**YOUR GOAL:** Please transcribe all of the records below word for word.

══ SUPPLIED DATA ══

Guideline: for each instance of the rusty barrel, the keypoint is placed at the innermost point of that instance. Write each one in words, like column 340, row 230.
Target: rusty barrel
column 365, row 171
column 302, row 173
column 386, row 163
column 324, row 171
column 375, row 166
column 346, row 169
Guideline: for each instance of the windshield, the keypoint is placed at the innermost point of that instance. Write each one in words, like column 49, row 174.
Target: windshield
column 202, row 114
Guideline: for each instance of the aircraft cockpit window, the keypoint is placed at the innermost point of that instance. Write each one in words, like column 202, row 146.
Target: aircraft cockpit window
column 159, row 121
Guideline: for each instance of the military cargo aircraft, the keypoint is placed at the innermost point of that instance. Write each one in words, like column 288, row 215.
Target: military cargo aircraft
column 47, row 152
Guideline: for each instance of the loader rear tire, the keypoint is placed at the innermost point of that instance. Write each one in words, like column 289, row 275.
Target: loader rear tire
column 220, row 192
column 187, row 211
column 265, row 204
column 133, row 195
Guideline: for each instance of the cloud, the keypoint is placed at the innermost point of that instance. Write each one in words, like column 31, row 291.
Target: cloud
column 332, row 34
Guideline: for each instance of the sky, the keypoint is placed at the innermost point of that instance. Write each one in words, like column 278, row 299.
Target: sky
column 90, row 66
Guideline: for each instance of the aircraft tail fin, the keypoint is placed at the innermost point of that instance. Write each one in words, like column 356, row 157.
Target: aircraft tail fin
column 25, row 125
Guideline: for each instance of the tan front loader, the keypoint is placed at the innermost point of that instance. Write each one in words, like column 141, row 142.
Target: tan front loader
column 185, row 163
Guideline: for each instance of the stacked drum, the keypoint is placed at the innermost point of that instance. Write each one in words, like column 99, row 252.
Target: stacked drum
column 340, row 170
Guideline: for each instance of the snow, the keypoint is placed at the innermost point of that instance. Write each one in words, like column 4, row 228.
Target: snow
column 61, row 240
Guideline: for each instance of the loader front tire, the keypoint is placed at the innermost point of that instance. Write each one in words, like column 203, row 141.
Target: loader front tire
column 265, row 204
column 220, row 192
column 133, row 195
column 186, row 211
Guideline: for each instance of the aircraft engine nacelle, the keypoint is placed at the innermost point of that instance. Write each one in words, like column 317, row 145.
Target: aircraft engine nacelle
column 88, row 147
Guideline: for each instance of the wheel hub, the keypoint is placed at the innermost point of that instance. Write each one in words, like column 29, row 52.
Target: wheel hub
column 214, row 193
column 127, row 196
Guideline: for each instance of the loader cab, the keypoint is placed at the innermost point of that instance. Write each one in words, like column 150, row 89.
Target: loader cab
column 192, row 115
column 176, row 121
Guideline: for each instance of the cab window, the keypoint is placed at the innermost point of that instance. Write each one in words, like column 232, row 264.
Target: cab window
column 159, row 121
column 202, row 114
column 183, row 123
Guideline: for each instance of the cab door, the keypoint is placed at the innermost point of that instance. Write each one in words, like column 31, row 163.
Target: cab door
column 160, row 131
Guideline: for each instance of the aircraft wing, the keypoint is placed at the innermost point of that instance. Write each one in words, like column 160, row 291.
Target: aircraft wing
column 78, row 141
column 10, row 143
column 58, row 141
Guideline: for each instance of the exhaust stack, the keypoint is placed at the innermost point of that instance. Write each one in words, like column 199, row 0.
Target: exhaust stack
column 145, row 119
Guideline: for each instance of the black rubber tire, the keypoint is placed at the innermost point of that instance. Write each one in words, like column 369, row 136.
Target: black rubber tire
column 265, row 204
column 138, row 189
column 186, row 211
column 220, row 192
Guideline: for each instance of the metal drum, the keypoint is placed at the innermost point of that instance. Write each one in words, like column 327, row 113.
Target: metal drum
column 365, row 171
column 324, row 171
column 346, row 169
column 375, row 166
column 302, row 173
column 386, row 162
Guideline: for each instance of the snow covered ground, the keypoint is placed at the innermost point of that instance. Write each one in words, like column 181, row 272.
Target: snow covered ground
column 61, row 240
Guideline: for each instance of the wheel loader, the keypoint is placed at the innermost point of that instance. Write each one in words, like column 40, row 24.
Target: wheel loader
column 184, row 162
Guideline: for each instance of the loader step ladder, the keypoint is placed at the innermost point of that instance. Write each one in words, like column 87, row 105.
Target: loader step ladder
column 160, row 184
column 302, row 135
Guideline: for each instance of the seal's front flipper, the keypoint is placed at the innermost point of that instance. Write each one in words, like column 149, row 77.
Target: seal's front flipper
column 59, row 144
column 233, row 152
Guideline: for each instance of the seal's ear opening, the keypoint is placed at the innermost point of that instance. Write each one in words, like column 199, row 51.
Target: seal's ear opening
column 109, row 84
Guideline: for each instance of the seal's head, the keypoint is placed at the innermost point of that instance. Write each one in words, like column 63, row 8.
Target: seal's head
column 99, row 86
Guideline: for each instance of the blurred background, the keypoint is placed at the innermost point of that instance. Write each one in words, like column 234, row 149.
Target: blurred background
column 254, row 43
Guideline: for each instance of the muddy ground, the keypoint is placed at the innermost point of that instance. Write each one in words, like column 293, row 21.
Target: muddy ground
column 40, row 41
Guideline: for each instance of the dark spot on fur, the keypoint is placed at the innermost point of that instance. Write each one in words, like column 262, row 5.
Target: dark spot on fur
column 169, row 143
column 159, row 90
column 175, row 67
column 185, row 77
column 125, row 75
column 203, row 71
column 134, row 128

═══

**SOLUTION TO THIS PROBLEM:**
Guideline: for each instance of the rusty barrel, the keypoint is placed at the innermost point of that instance. Write each one in words, like column 340, row 230.
Target: rusty barrel
column 365, row 171
column 302, row 173
column 386, row 163
column 324, row 171
column 375, row 166
column 346, row 169
Guideline: for each instance of the windshield, the keypoint is placed at the innermost point of that instance. Write each one in words, like column 49, row 174.
Target: windshield
column 202, row 114
Guideline: for each instance of the aircraft cockpit window, the keypoint is placed at the innermost point of that instance. Write each one in words, like column 202, row 146.
Target: aircraft cockpit window
column 159, row 121
Guideline: for each instance of the military cargo aircraft, the keypoint is placed at the innermost point of that instance. Write each one in words, like column 288, row 215.
Target: military cargo aircraft
column 47, row 152
Guideline: for each instance of the loader rear tire, the keypoint is placed at the innermost point of that instance. Write each one in words, like column 289, row 275.
Target: loader rear tire
column 220, row 192
column 187, row 211
column 265, row 204
column 133, row 195
Guideline: for each instance of the cloud, the keypoint is placed at the innermost point of that instance. Write each one in words, like column 31, row 291.
Target: cloud
column 332, row 34
Guideline: for each instance of the sky, the keypoint is placed at the innermost point of that instance. Write each one in words, like column 278, row 299.
Target: sky
column 90, row 66
Guideline: for each instance of the aircraft tail fin, the keypoint is placed at the innermost point of that instance. Write each one in words, like column 356, row 157.
Target: aircraft tail fin
column 25, row 125
Guideline: for each instance of the tan front loader, the keypoint is placed at the innermost point of that instance. Write each one in words, like column 141, row 142.
Target: tan front loader
column 185, row 163
Guideline: for each instance of the stacked drum, the keypoint is placed at the innermost point of that instance. Write each one in words, like column 99, row 252.
Target: stacked drum
column 340, row 170
Guideline: for each instance of the snow, the keypoint is placed at the innermost point of that instance. Write each one in words, like column 4, row 228.
Target: snow
column 61, row 240
Guideline: for each instance of the loader front tire, the keypoint is placed at the innermost point of that instance. Write each one in words, like column 203, row 141.
Target: loader front tire
column 265, row 204
column 220, row 192
column 133, row 195
column 186, row 211
Guideline: for each instance of the aircraft engine nacelle, the keypoint is placed at the innermost point of that instance. Write each one in words, like column 317, row 145.
Target: aircraft engine nacelle
column 88, row 147
Guideline: for each instance of the wheel hub, the keypoint is placed at the innermost point of that instance. Write each one in words, like column 29, row 52.
Target: wheel hub
column 214, row 193
column 127, row 196
Guideline: for each instance of the loader cab, the keypoint is placed at the innermost point of that instance. Write each one in words, like column 150, row 89.
Target: loader cab
column 192, row 115
column 176, row 121
Guideline: for each instance of the cab window, the keypoint is placed at the innermost point of that instance. Write each one in words, like column 232, row 264.
Target: cab window
column 159, row 121
column 202, row 114
column 183, row 123
Guideline: for each instance of the cab door, the keypoint is placed at the innermost point of that instance. Write each one in words, like column 31, row 163.
Target: cab door
column 160, row 131
Guideline: for each instance of the aircraft wing, the keypoint is placed at the innermost point of that instance. Write each one in words, like column 160, row 291.
Target: aircraft wing
column 78, row 141
column 10, row 143
column 58, row 141
Guideline: for each instance of the exhaust stack, the keypoint is placed at the innermost point of that instance. Write each one in words, like column 199, row 0.
Target: exhaust stack
column 145, row 119
Guideline: for each instance of the black rubber tire, the keypoint is placed at the innermost point of that instance. Write each one in words, like column 369, row 136.
Target: black rubber tire
column 265, row 204
column 138, row 189
column 186, row 211
column 220, row 192
Guideline: for each instance of the metal drum, the keypoint is placed at the innermost point of that instance. Write each one in words, like column 327, row 113.
Target: metal drum
column 365, row 171
column 324, row 171
column 346, row 169
column 375, row 166
column 302, row 173
column 386, row 162
Guideline: for each instance of the snow covered ground, the keypoint is placed at the innermost point of that instance. Write each one in words, like column 181, row 272.
Target: snow covered ground
column 61, row 240
Guideline: for each instance of the wheel loader, the keypoint is placed at the innermost point of that instance. Write each one in words, like column 40, row 24.
Target: wheel loader
column 184, row 162
Guideline: for each instance of the loader step ladder, the keypoint is placed at the innermost point of that instance. Write each one in words, like column 87, row 105.
Target: loader step ladder
column 160, row 184
column 302, row 135
Guideline: for each instance of the seal's front flipper, the keypoint is placed at the innermost point of that instance. Write each one in words, like column 149, row 77.
Target: seal's front flipper
column 59, row 144
column 233, row 152
Guideline: for each instance of the seal's ear opening, the keypoint is placed at the innermost point of that instance. Write each one in words, like column 199, row 51.
Target: seal's ear opening
column 109, row 84
Guideline: for each instance of the seal's head, the keypoint is placed at the innermost point of that instance. Write each one in words, like column 63, row 8.
Target: seal's head
column 99, row 86
Guideline: for each instance of the blurred background, the keypoint is placed at the innermost point of that instance. Write each one in words, like column 234, row 149.
Target: blurred background
column 254, row 43
Guideline: for each instance of the muddy ground, the keypoint is placed at the innermost point of that instance. Write each one in words, like column 293, row 21.
Target: muddy ground
column 40, row 41
Guideline: for each instance of the dark spot on fur, the keypoint is placed at the innermost point of that instance. Write each one in words, like column 262, row 5.
Target: dark spot on fur
column 169, row 143
column 159, row 90
column 175, row 67
column 185, row 77
column 125, row 75
column 203, row 71
column 134, row 128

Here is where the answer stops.